■ **PROBLEM TO WORK ON**:
Answer these questions using the sermon excerpt below.
(a) What did some of the counselors think the campers were looking at in the sky?
(b) According to the sermon excerpt, what will this final week of the series discuss about the Holy Spirit?
(c) Which two scripture passages are listed next to the sermon title?

■ **TEXT SHOWN**:
Sunday, September 25, 2016

“Wild Goose Chase: Old-Fashioned Guts” Rev. 3: 7-8 1 Sam 14: 1-10

While sharing part of my testimony at camp I noticed that some of the campers were starring at something in the sky. After I finished, but while were still gathered together for worship, some of the counselors said they thought it was a beautiful crane. I immediately got back up in the circle and started talking about the Wild Goose. All week we had been talking about the Holy Spirit, and I felt led to get up and share with the campers exactly what we have been talking about the last four weeks together, that the Holy Spirit is like a wild bird, untamable and free to lead us. 
We are now in the final week of our sermon series focusing on the Holy Spirit. We have seen how the Holy Spirit leads us, redeems us, and frees us from past bondage. This week we be discussing how the Holy Spirit empowers us to do seemingly-impossible things.

■ **ENTRIES SUPPLIED**:
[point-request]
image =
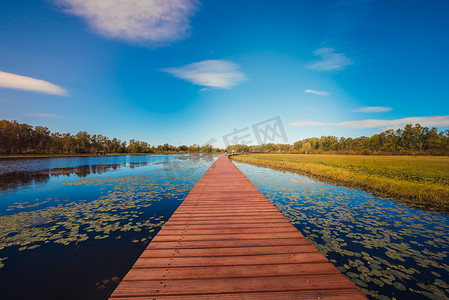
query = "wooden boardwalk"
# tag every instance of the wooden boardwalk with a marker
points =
(226, 240)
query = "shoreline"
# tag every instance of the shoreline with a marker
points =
(418, 194)
(6, 156)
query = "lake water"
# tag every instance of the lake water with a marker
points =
(71, 228)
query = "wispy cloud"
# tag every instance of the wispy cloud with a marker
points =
(330, 60)
(210, 73)
(13, 81)
(156, 21)
(373, 109)
(319, 93)
(431, 121)
(39, 115)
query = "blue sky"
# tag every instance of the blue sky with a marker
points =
(185, 71)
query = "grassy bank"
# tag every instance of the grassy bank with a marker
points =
(422, 180)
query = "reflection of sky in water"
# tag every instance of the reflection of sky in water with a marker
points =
(76, 233)
(387, 249)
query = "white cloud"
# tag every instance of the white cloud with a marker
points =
(156, 21)
(431, 121)
(13, 81)
(39, 115)
(319, 93)
(210, 73)
(330, 61)
(373, 109)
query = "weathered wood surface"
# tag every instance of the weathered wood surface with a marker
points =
(226, 240)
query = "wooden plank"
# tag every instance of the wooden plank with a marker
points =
(340, 294)
(230, 271)
(231, 285)
(263, 259)
(239, 251)
(227, 241)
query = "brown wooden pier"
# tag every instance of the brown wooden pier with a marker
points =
(226, 240)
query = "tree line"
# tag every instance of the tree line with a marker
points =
(412, 139)
(18, 138)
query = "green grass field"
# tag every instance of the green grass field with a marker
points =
(422, 180)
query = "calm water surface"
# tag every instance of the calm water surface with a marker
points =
(71, 228)
(387, 249)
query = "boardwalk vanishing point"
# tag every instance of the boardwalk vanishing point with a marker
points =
(227, 241)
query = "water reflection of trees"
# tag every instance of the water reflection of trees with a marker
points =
(17, 180)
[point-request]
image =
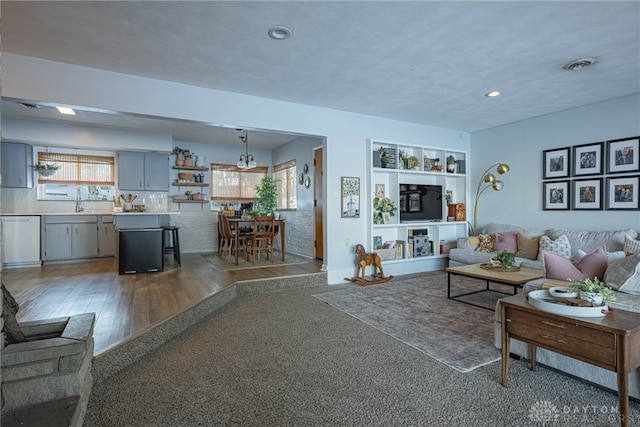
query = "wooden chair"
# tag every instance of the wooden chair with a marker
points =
(230, 239)
(262, 238)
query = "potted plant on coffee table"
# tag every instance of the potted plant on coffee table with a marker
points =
(592, 290)
(505, 259)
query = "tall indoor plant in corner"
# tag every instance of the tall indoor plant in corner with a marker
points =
(266, 193)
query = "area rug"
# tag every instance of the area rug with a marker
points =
(222, 264)
(417, 312)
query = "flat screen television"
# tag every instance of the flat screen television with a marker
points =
(420, 202)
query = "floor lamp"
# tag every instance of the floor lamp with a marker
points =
(488, 180)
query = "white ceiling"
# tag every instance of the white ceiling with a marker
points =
(427, 62)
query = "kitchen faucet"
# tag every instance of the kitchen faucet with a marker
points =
(79, 207)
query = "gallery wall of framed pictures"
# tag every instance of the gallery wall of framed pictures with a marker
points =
(595, 176)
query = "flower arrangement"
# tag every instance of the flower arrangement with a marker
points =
(384, 204)
(587, 287)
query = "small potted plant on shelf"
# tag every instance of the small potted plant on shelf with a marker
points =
(592, 290)
(45, 169)
(505, 259)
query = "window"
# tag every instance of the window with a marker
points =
(285, 176)
(90, 177)
(228, 182)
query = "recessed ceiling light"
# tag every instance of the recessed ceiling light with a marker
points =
(279, 33)
(578, 64)
(66, 110)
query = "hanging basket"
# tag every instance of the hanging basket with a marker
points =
(46, 172)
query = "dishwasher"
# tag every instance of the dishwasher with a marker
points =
(20, 241)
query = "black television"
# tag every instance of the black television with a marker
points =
(420, 202)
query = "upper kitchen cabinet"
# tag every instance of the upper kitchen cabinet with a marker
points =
(16, 165)
(143, 171)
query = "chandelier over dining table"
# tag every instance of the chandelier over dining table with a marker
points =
(246, 160)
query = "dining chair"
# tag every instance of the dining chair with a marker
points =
(231, 239)
(262, 238)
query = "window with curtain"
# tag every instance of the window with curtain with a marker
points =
(285, 176)
(228, 182)
(88, 176)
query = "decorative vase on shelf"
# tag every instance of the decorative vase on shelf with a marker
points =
(200, 161)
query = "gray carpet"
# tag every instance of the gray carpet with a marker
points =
(417, 312)
(289, 359)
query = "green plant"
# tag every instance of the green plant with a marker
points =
(45, 166)
(593, 286)
(506, 258)
(266, 194)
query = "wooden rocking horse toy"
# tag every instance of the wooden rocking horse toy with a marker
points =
(363, 260)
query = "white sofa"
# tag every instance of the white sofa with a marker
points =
(586, 241)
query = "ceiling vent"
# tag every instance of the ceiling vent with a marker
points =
(28, 105)
(579, 64)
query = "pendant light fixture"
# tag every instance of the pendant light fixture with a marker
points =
(246, 160)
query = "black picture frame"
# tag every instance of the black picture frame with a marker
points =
(556, 195)
(623, 155)
(587, 194)
(556, 163)
(616, 189)
(588, 159)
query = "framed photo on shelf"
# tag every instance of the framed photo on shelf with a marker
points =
(350, 191)
(622, 193)
(556, 163)
(587, 159)
(622, 155)
(587, 194)
(556, 195)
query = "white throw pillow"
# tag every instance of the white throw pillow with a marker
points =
(560, 246)
(631, 245)
(624, 275)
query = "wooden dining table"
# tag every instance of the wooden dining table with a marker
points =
(237, 222)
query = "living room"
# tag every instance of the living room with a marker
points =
(519, 143)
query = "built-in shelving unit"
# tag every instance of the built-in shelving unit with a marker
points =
(180, 183)
(391, 165)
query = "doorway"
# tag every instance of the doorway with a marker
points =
(318, 196)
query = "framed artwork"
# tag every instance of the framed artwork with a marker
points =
(556, 163)
(587, 194)
(350, 191)
(622, 193)
(587, 159)
(622, 155)
(556, 195)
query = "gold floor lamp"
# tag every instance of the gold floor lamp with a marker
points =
(488, 180)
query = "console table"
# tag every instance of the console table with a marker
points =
(611, 342)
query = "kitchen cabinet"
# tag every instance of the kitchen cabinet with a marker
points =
(143, 171)
(106, 236)
(67, 237)
(17, 159)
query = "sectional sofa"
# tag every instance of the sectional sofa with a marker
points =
(621, 271)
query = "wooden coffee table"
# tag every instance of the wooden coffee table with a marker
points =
(516, 278)
(611, 342)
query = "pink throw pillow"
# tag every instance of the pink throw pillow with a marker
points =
(505, 242)
(592, 265)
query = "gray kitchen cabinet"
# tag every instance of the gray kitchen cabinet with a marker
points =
(16, 164)
(143, 171)
(67, 237)
(107, 236)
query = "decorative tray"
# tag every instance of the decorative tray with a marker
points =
(502, 268)
(543, 300)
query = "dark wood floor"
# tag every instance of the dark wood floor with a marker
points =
(126, 305)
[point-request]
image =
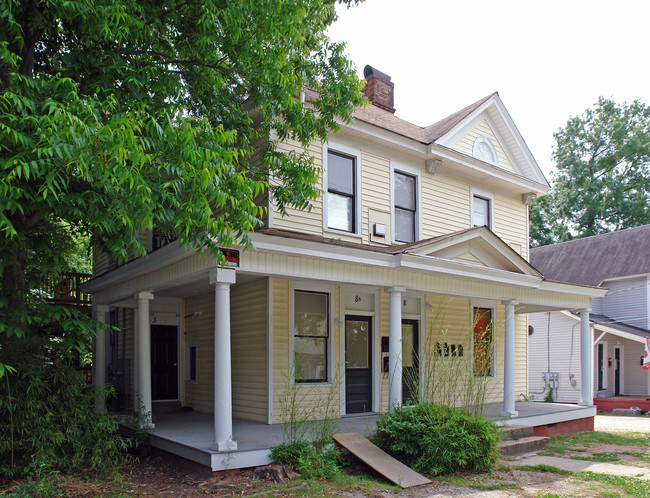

■ **OUTPUT FOR THIS EXERCISE**:
(a) A beautiful crane.
(b) How the Holy Spirit empowers us to do seemingly-impossible things.
(c) Rev. 3: 7-8 and 1 Sam 14: 1-10.